■ PAGE EXCERPT
Nicodemus said to him, "How can a man be born when he is old?
Can he enter a second time into his mother's womb and be born?"
(John 3:4)
Jesus went on to tell Nicodemus that there were two births. The first was
the birth by water and the second was birth by Spirit. "That which is born of
flesh is flesh is flesh, and that which is born of Spirit is spirit," Jesus told
him (John 3:6). This teaching of Jesus was too much for Nicodemus. "How
can these things be?" he asked (John 3:9). In response, Jesus answered:
10 ... "Are you the teacher of Israel and yet you do not understand
these things? 11 Truly, truly, I say to you, we speak of what we know,
and bear witness to what we have seen, but you do not receive our
testimony. 12 If I have told you earthly things and you do not
believe, how can you believe if I tell you heavenly things?
Nicodemus was incapable of fully understanding what Jesus was saying.
Jesus' teaching did not make sense to him. If he was to grasp the
significance of the teaching of Jesus, he would need an understanding that
was beyond his human ability. He would need spiritual understanding.
In Luke 10:21-22 Jesus prayed to the Father. His prayer is significant in
what it reveals to us about our need for the work of God's Spirit to
understand spiritual truth.
21 In that same hour he rejoiced in the Holy Spirit and said, "I
thank you, Father, Lord of heaven and earth, that you have hidden
these things from the wise and understanding and revealed them to
little children; yes, Father for such was your gracious will. 22 All
things have been handed over to me by my Father, and no one
knows who the Son is except the Father, or who the Father is except
the Son and anyone to whom the Son chooses to reveal him."
The spiritual truth of God is hidden from the wise. This is because this truth
is not understood with human logic. The truths of God are revealed to those
who are willing to accept what God says even though it does not make
sense to their human mind just as a child will accept the word of their
We have in our day elevated human logic and science so that it has become
the measure of all truth. However, God is above this. He is not restricted by
science and logic. God’s ways cannot be learned by human skill. They
must be revealed to us. God has chosen to reveal Himself and His purpose
by means of the Scripture, and He has given us His Spirit to guide us into
these spiritual truths.
As Jesus prepared to go to His Father, He told His disciples:
15 If you love me, you will keep my commandments. 16 And I will
ask the Father, and he will give you another Helper, to be with you
forever, 17 even the Spirit of truth, whom the world cannot receive,
because it neither sees him nor knows him. You know him, for he
dwells with you and will be in you. (John 14:15-17)
There are several important details we need to notice in these verses.
Notice, first, that Jesus tells His disciples that if they loved Him, they would
keep His commandments. In other words, they would walk in the counsel of
God as revealed in the Word of God. How were these disciples to walk in
obedience if they did not understand what Jesus was teaching them? The
answer comes in verse 16 where Jesus tells them that He would give them a
Helper who would be with them always. This Helper was the Holy Spirit,
who would live in them and teach them what God required.

■ AIM
Decide whether each statement below agrees with the text on Nicodemus and spiritual understanding, answering yes or no and quoting the deciding words. 1. Nicodemus asked how a man can be born when he is old. 2. The text holds that the spiritual truth of God is understood through human logic. 3. The Helper mentioned in John 14:16 is identified as the Holy Spirit. The listing that follows is not required for the work on this text.

■ RAW DATA
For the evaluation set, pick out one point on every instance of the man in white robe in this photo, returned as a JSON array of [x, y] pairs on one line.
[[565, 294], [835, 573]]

■ SOLUTION TO THE EXERCISE
1. Yes: "How can a man be born when he is old?"
2. No: "This is because this truth is not understood with human logic."
3. Yes: "This Helper was the Holy Spirit"